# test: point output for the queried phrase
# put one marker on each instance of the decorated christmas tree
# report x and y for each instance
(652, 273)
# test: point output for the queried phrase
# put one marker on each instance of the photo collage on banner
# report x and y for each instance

__DESCRIPTION OF THE TASK__. Restate each record exactly as written.

__RESULT OF THIS EXERCISE__.
# test: point output for the queried phrase
# put one marker on each instance of the decorated christmas tree
# report x and y for each instance
(652, 273)
# test: point output for the queried phrase
# put one marker on each instance of the photo collage on banner
# report x and y for each instance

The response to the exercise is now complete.